Alıştırma Yönergeleri -
A - Fehmi'nin şarap içtiği sahneyi anlatan metindeki "Gözlerime inanamıyordum." cümlesini İngilizceye çeviriniz.
B - Fehmi'nin şarap içtiği sahneyi anlatan metni son cümlesinden sonra devam ettiriniz.

Garson getirdiği büyük bir şarap şişesini kızların ve Fehmi'nin bardağına döktükten sonra…
Benim bardağıma da dökmek isteyince;
-İçki içmiyorum. Bana su koyun, dedim.
Bu arada Fehmi kızlarla kadeh tokuşturduktan sonra, kadehini bir yudumda boşalttı.
Gözlerime inanamıyordum.
Şaşırıp kalmıştım.
Fehmi'ye;
-Sen ne biçim dindarsın. Nasıl şarap içersin, deyince…
-Bu üzüm suyu, ne var bunda, dedi. Sonra da, esprili bir şekilde gülerek…
Bunu yurt dışında içiyoruz. Yurt içinde içersek günah olur.
Yurt dışında da bunu içmezsek gazımızı! çıkartamayız.
Ne var bunda?..
Arap şeyhleri de ülkelerinde içmiyorlar, dış ülkelere çıkınca içiyorlar.
Bunun günahı olsa! onlar içmez…
-Peki sen neden içmiyorsun?

Veri Satırları -
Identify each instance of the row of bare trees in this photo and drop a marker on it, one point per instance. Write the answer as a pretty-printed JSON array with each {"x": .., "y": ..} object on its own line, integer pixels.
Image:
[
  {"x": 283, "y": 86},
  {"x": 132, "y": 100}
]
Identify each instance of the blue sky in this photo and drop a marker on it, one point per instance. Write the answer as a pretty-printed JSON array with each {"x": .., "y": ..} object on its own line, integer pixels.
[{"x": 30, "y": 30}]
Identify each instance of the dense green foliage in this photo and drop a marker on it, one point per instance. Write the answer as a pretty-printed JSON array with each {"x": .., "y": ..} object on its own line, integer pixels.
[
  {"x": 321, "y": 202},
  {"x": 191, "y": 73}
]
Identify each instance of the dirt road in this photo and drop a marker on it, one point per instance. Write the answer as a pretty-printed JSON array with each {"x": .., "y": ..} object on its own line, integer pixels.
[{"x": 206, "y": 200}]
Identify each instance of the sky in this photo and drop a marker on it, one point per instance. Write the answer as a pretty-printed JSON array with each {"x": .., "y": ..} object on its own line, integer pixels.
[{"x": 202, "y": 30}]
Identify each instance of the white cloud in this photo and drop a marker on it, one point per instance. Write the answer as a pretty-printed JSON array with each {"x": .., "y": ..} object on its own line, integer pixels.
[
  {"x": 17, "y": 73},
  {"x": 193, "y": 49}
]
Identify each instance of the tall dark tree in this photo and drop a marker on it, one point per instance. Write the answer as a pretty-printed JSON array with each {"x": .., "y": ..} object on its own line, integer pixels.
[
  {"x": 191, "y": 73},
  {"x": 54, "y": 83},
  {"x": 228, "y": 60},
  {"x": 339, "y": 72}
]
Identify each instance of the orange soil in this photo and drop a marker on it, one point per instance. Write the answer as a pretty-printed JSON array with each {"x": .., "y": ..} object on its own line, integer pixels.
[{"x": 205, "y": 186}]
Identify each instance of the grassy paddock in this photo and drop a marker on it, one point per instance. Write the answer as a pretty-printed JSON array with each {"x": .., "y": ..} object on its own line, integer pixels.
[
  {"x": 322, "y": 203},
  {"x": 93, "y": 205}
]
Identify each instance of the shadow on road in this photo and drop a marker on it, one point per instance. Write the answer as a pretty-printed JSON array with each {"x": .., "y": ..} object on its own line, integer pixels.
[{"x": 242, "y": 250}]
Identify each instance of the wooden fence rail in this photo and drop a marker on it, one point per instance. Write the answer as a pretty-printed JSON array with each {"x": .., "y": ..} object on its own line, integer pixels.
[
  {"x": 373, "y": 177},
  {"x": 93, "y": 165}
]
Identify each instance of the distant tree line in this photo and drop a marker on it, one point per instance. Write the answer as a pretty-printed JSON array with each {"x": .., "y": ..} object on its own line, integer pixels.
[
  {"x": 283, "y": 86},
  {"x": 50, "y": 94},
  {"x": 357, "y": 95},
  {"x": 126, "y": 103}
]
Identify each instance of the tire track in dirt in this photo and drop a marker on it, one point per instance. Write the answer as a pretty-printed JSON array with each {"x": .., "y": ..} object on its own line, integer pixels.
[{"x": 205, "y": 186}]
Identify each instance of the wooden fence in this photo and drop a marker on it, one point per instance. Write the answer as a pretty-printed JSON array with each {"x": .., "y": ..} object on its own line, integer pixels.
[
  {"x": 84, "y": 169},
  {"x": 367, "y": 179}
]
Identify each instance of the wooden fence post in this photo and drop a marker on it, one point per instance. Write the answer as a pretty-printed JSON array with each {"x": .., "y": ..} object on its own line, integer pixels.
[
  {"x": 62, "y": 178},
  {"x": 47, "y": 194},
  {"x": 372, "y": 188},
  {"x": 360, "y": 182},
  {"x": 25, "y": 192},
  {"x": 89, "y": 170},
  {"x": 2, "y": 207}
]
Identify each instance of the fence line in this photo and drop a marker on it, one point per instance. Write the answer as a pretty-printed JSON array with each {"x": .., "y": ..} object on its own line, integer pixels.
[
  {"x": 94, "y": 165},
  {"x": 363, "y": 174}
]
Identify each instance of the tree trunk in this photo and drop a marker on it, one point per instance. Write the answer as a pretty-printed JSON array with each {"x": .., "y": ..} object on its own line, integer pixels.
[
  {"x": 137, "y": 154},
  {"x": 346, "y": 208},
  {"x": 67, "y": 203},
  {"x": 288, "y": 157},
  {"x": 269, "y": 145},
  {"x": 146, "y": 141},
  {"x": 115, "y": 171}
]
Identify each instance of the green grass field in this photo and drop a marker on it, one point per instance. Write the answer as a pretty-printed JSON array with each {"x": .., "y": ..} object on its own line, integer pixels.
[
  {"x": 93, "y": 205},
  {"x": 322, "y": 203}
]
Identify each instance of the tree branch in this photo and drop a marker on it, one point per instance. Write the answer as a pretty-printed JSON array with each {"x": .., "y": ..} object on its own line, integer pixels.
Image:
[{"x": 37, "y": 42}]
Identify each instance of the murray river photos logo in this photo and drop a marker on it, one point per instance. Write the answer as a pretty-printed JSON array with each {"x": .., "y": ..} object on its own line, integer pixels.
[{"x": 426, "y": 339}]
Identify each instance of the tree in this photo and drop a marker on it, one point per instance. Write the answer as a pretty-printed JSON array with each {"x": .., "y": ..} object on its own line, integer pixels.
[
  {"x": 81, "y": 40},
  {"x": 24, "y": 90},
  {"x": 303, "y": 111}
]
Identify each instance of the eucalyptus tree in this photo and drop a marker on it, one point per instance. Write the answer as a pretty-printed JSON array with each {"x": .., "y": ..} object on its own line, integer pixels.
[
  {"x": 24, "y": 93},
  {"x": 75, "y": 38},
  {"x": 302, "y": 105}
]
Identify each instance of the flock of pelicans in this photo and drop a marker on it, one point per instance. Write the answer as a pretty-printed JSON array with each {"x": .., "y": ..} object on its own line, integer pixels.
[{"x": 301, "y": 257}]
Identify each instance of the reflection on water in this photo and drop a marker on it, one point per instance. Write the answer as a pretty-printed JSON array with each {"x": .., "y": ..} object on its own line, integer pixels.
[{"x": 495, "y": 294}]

Cevap Anahtarı -
A - I couldn't believe my eyes.

B -
Gençliğimde tek, tük içtim. Ama, bağımlı olmadım.
İçkiye de bir türlü alışamadım. Sevemedim.
40 yıldır da hiç içki içmiyorum. Çevremde herkes hiç içki içmediğimi bilir.
Spora düşkünüm. İyi bir sporcu da vücuda zarar verdiğinden, benim gibi içki, sigara içmez. Ondan böylesine genç kaldım.
-Ya oğlun, dedi?
Sigara hiç içmez… Ama, ancak sosyal yerlerde içki içtiğini biliyorum.
Ama, oğlum benim ve annesi gibi orucunu tutar…
Ailece de dini vecibelerimizi elimizden geldiği kadar yerine getirmeye çalışırız.
Bu arada şunu da belirteyim oğlum küçüklüğünden beri Atatürk hayranıdır.
İşte!
Tüm gece Fehmi ile aramızda oğlumla ilgili geçen konuşma anlattığım şekilde bir-iki cümleyi geçmedi.
Peki!
Fehmi neden olayı saptırdı?
Anlatayım;
-Sanıyorum, Fehmi o gece çok efkarlıydı.
Kızlar da çok güzel olunca Fehmi coştukça coştu…
İçtikçe içti… Şişeler boşaldıkça yenileri geldi.
Meğer Fehmi büyük bir şairmiş…
İngilizce bir şiirler okudu ki, kızları mest etti.
Ne yalan söyleyeyim Fehmi'nin İngilizcesine, şiir okumasına ve kültürüne hayran kaldım.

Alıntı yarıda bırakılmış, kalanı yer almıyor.